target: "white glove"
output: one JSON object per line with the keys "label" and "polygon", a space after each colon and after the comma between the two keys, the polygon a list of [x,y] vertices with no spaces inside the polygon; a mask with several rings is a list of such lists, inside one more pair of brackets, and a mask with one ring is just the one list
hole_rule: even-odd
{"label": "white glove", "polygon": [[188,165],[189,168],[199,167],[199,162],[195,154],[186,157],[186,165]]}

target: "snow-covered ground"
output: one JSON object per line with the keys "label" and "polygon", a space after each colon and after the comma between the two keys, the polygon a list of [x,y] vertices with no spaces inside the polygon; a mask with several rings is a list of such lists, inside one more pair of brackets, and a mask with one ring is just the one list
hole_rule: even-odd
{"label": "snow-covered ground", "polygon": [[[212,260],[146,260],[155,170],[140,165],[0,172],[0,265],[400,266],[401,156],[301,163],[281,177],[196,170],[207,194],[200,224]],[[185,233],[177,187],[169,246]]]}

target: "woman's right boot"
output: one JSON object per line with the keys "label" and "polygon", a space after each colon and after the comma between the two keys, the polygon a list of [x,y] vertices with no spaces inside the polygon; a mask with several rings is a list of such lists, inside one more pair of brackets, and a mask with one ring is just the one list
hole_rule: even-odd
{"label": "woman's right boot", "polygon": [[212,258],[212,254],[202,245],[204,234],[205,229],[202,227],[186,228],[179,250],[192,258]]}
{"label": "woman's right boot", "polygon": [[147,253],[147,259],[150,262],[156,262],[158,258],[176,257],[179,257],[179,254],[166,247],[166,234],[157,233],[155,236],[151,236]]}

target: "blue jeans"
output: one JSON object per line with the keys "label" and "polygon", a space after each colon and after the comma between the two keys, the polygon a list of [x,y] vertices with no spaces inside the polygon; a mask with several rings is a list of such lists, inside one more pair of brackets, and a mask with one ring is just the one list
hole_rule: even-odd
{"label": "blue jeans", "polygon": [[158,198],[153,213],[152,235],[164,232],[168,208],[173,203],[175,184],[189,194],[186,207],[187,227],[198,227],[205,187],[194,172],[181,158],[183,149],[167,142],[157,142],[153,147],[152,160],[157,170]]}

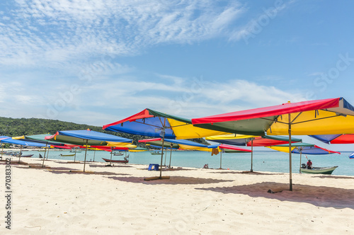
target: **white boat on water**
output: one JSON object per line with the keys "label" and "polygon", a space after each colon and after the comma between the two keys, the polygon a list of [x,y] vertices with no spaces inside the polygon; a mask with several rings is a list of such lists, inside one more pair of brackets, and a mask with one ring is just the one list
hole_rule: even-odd
{"label": "white boat on water", "polygon": [[310,174],[325,174],[331,175],[332,172],[338,167],[336,166],[328,166],[328,167],[312,167],[312,169],[308,169],[307,168],[301,168],[301,173],[307,173]]}

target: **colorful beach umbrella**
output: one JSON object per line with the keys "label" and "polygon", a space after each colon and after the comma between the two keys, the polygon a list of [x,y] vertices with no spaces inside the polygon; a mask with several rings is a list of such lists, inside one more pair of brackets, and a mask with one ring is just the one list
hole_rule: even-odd
{"label": "colorful beach umbrella", "polygon": [[[289,152],[289,144],[279,144],[274,146],[268,146],[268,148],[277,150],[279,151],[283,151],[285,153]],[[341,154],[339,151],[331,151],[324,148],[321,148],[317,145],[307,143],[294,143],[292,144],[292,154],[300,154],[300,168],[299,172],[301,173],[301,163],[302,163],[302,155],[304,154]]]}
{"label": "colorful beach umbrella", "polygon": [[354,144],[354,134],[309,135],[326,144]]}
{"label": "colorful beach umbrella", "polygon": [[[189,119],[168,115],[149,108],[118,122],[105,125],[103,129],[151,137],[161,137],[163,142],[165,138],[185,139],[229,134],[196,127],[192,125]],[[161,165],[162,165],[164,149],[161,151]],[[162,178],[161,168],[160,176],[157,178]]]}
{"label": "colorful beach umbrella", "polygon": [[[139,140],[139,142],[153,144],[161,147],[162,146],[164,146],[164,147],[170,148],[171,149],[170,163],[169,164],[169,168],[171,168],[172,149],[173,148],[177,148],[184,150],[196,150],[196,151],[212,151],[207,147],[207,145],[202,144],[187,139],[171,139],[165,138],[164,142],[163,142],[161,138],[154,138],[154,139],[140,139]],[[165,158],[165,162],[166,162],[166,158]]]}
{"label": "colorful beach umbrella", "polygon": [[[287,103],[194,118],[199,127],[230,133],[264,135],[314,135],[354,133],[354,107],[343,98]],[[291,149],[291,144],[289,144]],[[291,151],[290,190],[292,190]]]}
{"label": "colorful beach umbrella", "polygon": [[[229,134],[205,137],[205,139],[221,144],[236,146],[251,147],[251,172],[253,171],[253,147],[265,147],[289,143],[287,137],[281,136],[254,136],[246,134]],[[291,138],[292,143],[300,142],[298,138]]]}
{"label": "colorful beach umbrella", "polygon": [[8,144],[18,144],[21,145],[20,148],[20,154],[18,155],[18,163],[20,163],[21,154],[22,154],[22,147],[26,146],[26,147],[45,147],[45,144],[41,144],[41,143],[36,143],[36,142],[28,142],[28,141],[25,141],[23,139],[13,139],[12,138],[6,138],[6,139],[0,139],[0,142],[2,143],[8,143]]}
{"label": "colorful beach umbrella", "polygon": [[352,153],[350,155],[349,155],[349,159],[354,159],[354,153]]}
{"label": "colorful beach umbrella", "polygon": [[242,149],[239,147],[236,147],[234,146],[227,145],[227,144],[213,144],[209,145],[207,147],[210,149],[220,149],[220,169],[222,169],[222,152],[225,153],[244,153],[244,152],[252,152],[252,150]]}
{"label": "colorful beach umbrella", "polygon": [[105,146],[108,144],[108,142],[132,143],[132,139],[89,130],[59,131],[52,136],[45,137],[45,139],[85,146],[84,172],[85,172],[88,145]]}

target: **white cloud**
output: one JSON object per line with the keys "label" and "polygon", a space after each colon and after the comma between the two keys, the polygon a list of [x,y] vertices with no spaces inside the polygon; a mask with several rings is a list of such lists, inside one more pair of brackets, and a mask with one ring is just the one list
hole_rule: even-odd
{"label": "white cloud", "polygon": [[210,1],[16,0],[3,16],[0,64],[53,66],[191,43],[226,33],[243,11]]}

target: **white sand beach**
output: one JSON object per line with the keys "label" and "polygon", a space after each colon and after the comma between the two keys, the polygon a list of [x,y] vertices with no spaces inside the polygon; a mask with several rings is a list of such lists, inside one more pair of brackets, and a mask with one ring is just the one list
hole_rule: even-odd
{"label": "white sand beach", "polygon": [[[11,229],[1,200],[3,234],[354,234],[354,177],[295,173],[290,192],[287,173],[183,167],[145,181],[159,172],[88,163],[93,173],[71,173],[83,164],[12,159]],[[4,195],[4,161],[0,169]]]}

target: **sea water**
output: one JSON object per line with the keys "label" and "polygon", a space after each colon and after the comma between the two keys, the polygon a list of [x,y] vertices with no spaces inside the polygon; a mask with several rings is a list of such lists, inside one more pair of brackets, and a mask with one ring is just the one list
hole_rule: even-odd
{"label": "sea water", "polygon": [[[332,175],[354,176],[354,159],[350,159],[349,151],[342,151],[341,154],[332,154],[326,155],[302,154],[302,163],[306,164],[307,159],[311,159],[312,166],[316,167],[334,166],[338,167]],[[33,151],[33,157],[38,157],[39,154],[44,152]],[[73,161],[74,156],[60,156],[59,154],[69,154],[68,151],[50,151],[50,159],[63,159]],[[152,155],[150,151],[128,152],[129,163],[133,164],[149,165],[149,164],[161,164],[161,155]],[[211,156],[211,153],[198,151],[164,151],[162,165],[169,165],[173,167],[202,168],[208,164],[210,168],[220,168],[220,153]],[[76,154],[76,160],[84,161],[85,151]],[[104,151],[88,151],[86,161],[103,162],[102,158],[110,159],[110,153]],[[122,160],[123,156],[112,156],[113,160]],[[222,153],[221,159],[222,168],[253,171],[270,171],[288,173],[290,171],[289,154],[276,151],[254,151],[251,166],[251,153]],[[300,167],[300,154],[292,154],[292,172],[299,173]]]}

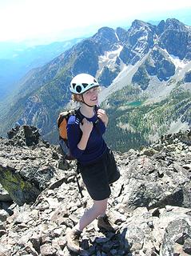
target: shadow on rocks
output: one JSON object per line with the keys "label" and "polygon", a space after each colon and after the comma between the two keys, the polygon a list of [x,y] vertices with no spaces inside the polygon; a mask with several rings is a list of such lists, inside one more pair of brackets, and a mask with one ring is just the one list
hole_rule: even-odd
{"label": "shadow on rocks", "polygon": [[[81,256],[131,256],[130,246],[125,239],[126,229],[121,233],[102,231],[104,236],[90,236],[81,241]],[[72,254],[71,254],[72,255]],[[73,256],[73,255],[72,255]]]}

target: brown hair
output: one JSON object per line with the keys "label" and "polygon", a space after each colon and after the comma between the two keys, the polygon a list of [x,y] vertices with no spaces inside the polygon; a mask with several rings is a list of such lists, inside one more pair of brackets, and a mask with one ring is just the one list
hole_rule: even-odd
{"label": "brown hair", "polygon": [[73,102],[81,102],[82,100],[79,98],[79,95],[81,94],[72,94],[72,100]]}

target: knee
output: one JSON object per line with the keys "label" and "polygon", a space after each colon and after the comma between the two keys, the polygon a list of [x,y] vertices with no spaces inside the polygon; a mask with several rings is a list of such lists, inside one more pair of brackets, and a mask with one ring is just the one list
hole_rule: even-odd
{"label": "knee", "polygon": [[97,216],[101,215],[105,213],[107,210],[107,201],[105,202],[94,202],[93,207],[96,210]]}

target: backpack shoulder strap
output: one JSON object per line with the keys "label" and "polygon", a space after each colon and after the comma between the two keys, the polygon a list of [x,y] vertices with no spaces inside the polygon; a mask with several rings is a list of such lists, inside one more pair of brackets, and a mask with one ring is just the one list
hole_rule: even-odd
{"label": "backpack shoulder strap", "polygon": [[76,118],[79,119],[79,122],[82,122],[84,117],[80,112],[80,108],[75,110],[75,115],[76,115]]}

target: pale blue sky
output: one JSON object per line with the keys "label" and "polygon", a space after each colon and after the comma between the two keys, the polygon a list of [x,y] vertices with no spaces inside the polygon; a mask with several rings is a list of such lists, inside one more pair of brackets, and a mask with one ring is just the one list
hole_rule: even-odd
{"label": "pale blue sky", "polygon": [[0,41],[75,38],[90,26],[129,26],[188,7],[190,0],[0,0]]}

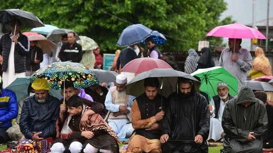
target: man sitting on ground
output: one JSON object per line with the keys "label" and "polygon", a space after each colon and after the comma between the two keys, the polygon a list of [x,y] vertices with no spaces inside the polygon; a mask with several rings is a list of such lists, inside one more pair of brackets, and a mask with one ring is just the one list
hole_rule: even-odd
{"label": "man sitting on ground", "polygon": [[208,105],[210,123],[208,141],[211,139],[214,141],[223,142],[222,138],[224,131],[221,125],[223,111],[227,102],[233,98],[229,92],[227,83],[223,82],[217,83],[218,95],[212,97]]}

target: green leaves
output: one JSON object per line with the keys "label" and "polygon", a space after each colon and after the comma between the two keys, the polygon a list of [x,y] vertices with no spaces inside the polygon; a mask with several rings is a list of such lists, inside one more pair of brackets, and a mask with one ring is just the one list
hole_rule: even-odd
{"label": "green leaves", "polygon": [[[114,52],[122,30],[137,23],[166,35],[168,40],[161,49],[197,49],[198,41],[207,39],[206,34],[213,27],[231,23],[229,18],[219,21],[226,5],[224,0],[10,0],[0,9],[33,12],[44,24],[74,30],[93,39],[101,51]],[[210,45],[221,45],[221,38],[210,37]]]}

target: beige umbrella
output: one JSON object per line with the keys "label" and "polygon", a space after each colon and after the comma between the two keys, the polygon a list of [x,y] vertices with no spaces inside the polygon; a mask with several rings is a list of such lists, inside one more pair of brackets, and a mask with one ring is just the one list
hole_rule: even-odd
{"label": "beige umbrella", "polygon": [[43,53],[55,51],[56,45],[42,35],[32,32],[26,32],[22,34],[26,36],[30,41],[37,41],[38,43],[36,45],[42,49]]}

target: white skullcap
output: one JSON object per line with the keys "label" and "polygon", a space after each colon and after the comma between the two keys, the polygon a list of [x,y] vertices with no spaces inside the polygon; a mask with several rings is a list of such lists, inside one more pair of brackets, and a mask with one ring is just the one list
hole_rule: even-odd
{"label": "white skullcap", "polygon": [[228,87],[227,83],[224,82],[220,82],[217,83],[217,87],[219,87],[220,86],[225,86]]}
{"label": "white skullcap", "polygon": [[124,74],[119,74],[116,77],[116,82],[119,84],[127,83],[127,77]]}

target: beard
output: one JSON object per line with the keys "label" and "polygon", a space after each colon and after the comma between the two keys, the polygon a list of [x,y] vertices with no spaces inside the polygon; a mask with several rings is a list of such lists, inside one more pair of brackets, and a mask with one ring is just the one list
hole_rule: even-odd
{"label": "beard", "polygon": [[181,95],[182,95],[182,97],[188,98],[188,97],[189,97],[190,96],[190,93],[188,93],[187,94],[185,94],[181,93]]}
{"label": "beard", "polygon": [[220,97],[220,99],[221,99],[221,100],[225,100],[228,96],[228,93],[227,93],[226,94],[226,95],[225,95],[223,97],[219,96],[219,97]]}
{"label": "beard", "polygon": [[116,98],[115,101],[125,101],[126,99],[126,92],[123,91],[119,92],[117,90],[116,91]]}
{"label": "beard", "polygon": [[38,100],[37,99],[37,98],[36,98],[36,100],[39,103],[45,103],[46,102],[46,101],[47,101],[47,98],[44,98],[43,99],[41,99],[41,100]]}

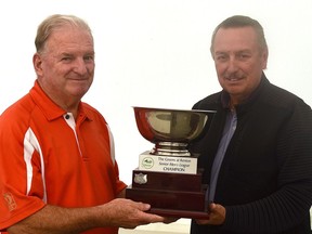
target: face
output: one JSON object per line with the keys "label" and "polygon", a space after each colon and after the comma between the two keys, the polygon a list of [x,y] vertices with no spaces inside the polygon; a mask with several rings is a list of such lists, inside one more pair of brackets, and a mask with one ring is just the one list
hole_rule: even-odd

===

> _What is expected_
Write out, exactly, each line from the one containing "target: beard" down to the final line of the data above. Both of those lines count, and the pictures are left out.

> _Task answer_
target: beard
output: one JSON object per line with the keys "label" and "polygon", a space after each colon and after the comma between the two keys, the polygon a list of [x,y] vertices with no spaces inside the polygon; a mask with several rings is a list of such lists, inside one more pair of brackets, and a mask with one ring is just the one list
hole_rule: even-odd
{"label": "beard", "polygon": [[181,95],[182,95],[182,97],[188,98],[188,97],[189,97],[190,96],[190,93],[188,93],[187,94],[185,94],[181,93]]}
{"label": "beard", "polygon": [[220,97],[220,99],[221,99],[221,100],[225,100],[228,96],[228,93],[227,93],[226,94],[226,95],[225,95],[223,97],[219,96],[219,97]]}
{"label": "beard", "polygon": [[116,98],[115,101],[125,101],[126,99],[126,92],[123,91],[119,92],[117,90],[116,91]]}
{"label": "beard", "polygon": [[38,100],[37,99],[37,98],[36,98],[36,100],[39,103],[45,103],[46,102],[46,101],[47,101],[47,98],[44,98],[43,99],[41,99],[41,100]]}

target: face
output: one JSON object per line with the keys "label" and "polygon", a space after each colon and after the comma between the two keys, the polygon a list of [x,y] vertices with no spaces inside the polygon; a mask with several rings is a list of such lists, inside one more pair of brackets, and a mask with one ring is just the one list
hole_rule: even-odd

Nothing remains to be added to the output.